What is needed: Please find every line in the records below that contains the word "cloud", and copy it.

Dataset items:
>>

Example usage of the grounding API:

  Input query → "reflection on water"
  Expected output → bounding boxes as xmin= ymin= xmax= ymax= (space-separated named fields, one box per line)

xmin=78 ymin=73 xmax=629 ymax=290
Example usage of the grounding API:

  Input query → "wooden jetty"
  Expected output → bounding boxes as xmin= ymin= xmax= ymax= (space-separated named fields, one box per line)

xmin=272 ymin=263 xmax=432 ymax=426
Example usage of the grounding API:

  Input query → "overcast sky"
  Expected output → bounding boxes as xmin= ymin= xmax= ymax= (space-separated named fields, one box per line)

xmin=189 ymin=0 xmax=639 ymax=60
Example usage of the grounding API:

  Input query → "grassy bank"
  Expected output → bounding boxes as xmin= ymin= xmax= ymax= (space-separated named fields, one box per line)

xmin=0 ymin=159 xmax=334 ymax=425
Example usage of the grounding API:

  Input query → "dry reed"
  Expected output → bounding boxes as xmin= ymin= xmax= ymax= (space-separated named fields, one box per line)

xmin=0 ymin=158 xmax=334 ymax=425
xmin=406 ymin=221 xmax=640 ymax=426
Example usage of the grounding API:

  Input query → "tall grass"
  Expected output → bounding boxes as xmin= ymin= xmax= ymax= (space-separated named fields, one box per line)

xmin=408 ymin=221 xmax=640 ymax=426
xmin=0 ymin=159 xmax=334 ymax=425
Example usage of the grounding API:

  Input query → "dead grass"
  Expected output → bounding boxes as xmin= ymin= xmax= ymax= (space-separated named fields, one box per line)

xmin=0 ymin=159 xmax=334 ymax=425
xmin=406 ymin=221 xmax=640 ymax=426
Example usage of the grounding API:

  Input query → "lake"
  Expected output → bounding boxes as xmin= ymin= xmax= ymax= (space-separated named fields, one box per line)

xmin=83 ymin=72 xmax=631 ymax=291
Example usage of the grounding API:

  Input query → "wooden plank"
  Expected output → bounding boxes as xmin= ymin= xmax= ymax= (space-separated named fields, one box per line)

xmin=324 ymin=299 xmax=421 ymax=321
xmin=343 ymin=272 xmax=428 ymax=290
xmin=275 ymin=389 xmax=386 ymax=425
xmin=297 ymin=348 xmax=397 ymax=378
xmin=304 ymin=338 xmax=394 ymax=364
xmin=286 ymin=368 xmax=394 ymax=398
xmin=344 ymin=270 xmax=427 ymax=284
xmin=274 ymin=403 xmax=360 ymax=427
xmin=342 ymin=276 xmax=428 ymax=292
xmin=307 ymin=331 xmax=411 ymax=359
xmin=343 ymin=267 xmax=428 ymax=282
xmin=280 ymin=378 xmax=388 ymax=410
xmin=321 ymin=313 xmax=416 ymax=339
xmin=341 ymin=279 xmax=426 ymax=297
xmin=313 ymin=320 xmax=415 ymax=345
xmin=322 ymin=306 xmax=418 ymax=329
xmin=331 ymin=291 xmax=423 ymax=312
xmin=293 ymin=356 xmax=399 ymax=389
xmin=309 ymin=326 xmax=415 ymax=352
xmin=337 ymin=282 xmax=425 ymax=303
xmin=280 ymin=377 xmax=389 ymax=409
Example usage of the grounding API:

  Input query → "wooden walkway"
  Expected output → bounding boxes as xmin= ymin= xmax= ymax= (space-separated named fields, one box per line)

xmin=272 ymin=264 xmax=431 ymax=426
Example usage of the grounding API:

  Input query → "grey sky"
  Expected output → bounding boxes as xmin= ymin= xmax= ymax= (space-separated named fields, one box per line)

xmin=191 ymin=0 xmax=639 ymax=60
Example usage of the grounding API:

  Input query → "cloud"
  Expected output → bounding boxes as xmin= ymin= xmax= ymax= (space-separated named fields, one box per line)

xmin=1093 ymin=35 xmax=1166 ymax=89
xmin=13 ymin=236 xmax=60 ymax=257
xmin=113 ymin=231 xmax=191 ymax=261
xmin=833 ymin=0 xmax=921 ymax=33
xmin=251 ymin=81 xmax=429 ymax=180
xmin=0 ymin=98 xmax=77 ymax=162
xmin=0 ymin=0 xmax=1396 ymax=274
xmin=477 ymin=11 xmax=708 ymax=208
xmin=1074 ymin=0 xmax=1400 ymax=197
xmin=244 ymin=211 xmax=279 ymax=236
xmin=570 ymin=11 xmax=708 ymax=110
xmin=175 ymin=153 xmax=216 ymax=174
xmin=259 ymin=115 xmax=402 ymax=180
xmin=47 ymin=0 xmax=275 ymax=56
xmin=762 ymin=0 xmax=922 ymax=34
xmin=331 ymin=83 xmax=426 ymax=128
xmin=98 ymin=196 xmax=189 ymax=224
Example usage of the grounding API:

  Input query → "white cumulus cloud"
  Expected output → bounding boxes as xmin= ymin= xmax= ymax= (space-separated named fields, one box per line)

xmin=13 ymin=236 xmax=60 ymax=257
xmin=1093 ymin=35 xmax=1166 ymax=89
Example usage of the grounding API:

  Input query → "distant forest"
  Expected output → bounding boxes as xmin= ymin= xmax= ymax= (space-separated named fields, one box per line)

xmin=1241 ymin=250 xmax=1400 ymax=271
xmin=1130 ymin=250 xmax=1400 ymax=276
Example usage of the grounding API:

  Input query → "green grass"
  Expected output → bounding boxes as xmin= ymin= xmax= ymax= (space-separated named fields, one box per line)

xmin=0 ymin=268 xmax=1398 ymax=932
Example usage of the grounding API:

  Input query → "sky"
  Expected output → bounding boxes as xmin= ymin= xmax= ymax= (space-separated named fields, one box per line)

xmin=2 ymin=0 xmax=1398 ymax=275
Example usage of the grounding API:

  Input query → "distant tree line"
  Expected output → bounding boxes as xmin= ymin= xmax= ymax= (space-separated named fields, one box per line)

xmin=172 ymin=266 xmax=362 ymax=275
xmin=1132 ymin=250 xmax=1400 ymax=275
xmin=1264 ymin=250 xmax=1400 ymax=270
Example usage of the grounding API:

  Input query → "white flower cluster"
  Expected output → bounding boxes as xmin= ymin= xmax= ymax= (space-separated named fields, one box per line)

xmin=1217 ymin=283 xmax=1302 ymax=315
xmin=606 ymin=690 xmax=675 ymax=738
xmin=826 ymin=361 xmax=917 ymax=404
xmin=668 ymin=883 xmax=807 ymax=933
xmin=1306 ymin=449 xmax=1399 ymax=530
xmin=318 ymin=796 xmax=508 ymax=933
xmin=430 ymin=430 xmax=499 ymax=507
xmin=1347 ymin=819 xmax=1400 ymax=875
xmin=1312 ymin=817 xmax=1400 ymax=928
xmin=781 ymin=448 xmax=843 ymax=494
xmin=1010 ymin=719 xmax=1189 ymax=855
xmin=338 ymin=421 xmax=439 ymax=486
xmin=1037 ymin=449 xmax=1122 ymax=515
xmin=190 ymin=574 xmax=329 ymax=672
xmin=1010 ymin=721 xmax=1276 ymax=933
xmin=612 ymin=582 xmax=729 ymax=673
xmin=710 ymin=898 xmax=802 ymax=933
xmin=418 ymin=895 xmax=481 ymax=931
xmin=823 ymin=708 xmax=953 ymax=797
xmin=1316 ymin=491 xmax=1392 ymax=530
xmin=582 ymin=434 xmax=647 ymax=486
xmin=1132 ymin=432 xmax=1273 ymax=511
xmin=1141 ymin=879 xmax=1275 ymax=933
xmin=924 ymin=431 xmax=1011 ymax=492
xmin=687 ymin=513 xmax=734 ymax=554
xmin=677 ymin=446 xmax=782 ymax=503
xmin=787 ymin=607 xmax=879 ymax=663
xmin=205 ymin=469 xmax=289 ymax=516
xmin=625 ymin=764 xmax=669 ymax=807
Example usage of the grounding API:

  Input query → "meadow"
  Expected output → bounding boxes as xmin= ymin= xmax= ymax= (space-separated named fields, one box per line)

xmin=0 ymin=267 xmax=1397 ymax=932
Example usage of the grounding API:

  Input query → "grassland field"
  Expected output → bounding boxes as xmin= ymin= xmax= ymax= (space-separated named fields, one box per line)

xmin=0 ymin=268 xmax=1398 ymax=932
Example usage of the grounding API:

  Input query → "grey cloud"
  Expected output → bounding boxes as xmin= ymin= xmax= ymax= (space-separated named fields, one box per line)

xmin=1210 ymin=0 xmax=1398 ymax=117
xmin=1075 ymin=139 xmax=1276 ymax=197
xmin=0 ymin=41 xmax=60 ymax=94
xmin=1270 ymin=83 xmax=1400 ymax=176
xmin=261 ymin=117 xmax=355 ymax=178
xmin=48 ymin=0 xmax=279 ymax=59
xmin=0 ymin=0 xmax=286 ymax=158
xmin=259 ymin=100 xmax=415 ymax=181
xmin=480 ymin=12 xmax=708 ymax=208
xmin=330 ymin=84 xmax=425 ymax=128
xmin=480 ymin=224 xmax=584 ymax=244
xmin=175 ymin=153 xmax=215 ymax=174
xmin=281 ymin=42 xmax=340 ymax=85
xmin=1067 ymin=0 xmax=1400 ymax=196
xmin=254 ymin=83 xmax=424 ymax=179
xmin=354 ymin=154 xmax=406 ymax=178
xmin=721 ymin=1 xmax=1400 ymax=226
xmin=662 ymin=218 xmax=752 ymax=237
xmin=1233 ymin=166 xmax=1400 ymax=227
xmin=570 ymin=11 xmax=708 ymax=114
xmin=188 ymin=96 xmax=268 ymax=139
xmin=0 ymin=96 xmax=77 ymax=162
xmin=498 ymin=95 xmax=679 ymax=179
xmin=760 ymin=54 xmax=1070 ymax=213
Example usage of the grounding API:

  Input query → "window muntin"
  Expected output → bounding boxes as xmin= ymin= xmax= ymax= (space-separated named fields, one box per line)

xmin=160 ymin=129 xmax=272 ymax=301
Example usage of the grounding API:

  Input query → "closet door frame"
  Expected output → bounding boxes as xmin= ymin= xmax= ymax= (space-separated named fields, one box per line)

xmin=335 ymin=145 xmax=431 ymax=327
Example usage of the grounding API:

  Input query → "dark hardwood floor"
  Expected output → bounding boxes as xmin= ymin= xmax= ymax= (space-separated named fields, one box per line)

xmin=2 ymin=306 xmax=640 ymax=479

<<

Response to this exercise:
  Input query → "cloud"
  Input query → "white cumulus cloud"
  Input query → "grey cloud"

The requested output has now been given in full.